Required action: Copy out nothing but the line containing "Query: patterned area rug" and the lines that follow it to the end of the entries, exactly as they stand.

Listed entries:

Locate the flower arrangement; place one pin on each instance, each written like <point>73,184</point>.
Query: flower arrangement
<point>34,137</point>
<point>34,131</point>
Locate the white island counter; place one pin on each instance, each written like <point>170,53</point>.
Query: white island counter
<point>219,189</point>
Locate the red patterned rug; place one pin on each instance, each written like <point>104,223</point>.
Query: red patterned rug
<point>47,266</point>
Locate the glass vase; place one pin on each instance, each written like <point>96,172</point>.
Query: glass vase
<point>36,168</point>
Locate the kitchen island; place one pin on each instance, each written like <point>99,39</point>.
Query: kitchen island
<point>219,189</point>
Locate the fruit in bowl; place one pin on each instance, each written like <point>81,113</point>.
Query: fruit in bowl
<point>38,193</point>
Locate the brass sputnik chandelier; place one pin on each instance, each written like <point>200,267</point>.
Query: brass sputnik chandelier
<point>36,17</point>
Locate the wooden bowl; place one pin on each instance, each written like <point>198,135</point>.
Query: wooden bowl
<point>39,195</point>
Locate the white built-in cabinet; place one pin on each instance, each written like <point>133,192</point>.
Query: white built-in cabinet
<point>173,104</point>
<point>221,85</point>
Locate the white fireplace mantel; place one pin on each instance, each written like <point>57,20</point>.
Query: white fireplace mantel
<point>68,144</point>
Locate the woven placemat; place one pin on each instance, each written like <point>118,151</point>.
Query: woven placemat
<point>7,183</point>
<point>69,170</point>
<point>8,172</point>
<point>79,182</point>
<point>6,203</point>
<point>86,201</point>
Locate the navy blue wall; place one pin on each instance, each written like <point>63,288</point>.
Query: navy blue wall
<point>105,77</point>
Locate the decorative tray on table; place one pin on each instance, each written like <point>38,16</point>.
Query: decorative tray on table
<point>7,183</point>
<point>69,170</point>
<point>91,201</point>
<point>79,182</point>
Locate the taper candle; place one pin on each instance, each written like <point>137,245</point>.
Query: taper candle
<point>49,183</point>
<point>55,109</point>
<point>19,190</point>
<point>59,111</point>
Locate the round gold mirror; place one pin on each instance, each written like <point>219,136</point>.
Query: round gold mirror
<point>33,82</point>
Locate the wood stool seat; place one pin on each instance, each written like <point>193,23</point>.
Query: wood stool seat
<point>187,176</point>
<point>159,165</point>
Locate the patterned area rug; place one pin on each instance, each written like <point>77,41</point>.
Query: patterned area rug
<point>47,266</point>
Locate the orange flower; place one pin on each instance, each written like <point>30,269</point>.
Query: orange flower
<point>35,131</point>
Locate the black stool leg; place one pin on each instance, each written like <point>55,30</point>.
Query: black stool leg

Reply:
Query: patterned area rug
<point>47,266</point>
Locate the orange flower; place one pin on each instance, each written like <point>30,269</point>.
Query: orange flower
<point>35,131</point>
Locate the black stool leg; place one pin on each instance, each written like <point>55,30</point>.
Query: black stool leg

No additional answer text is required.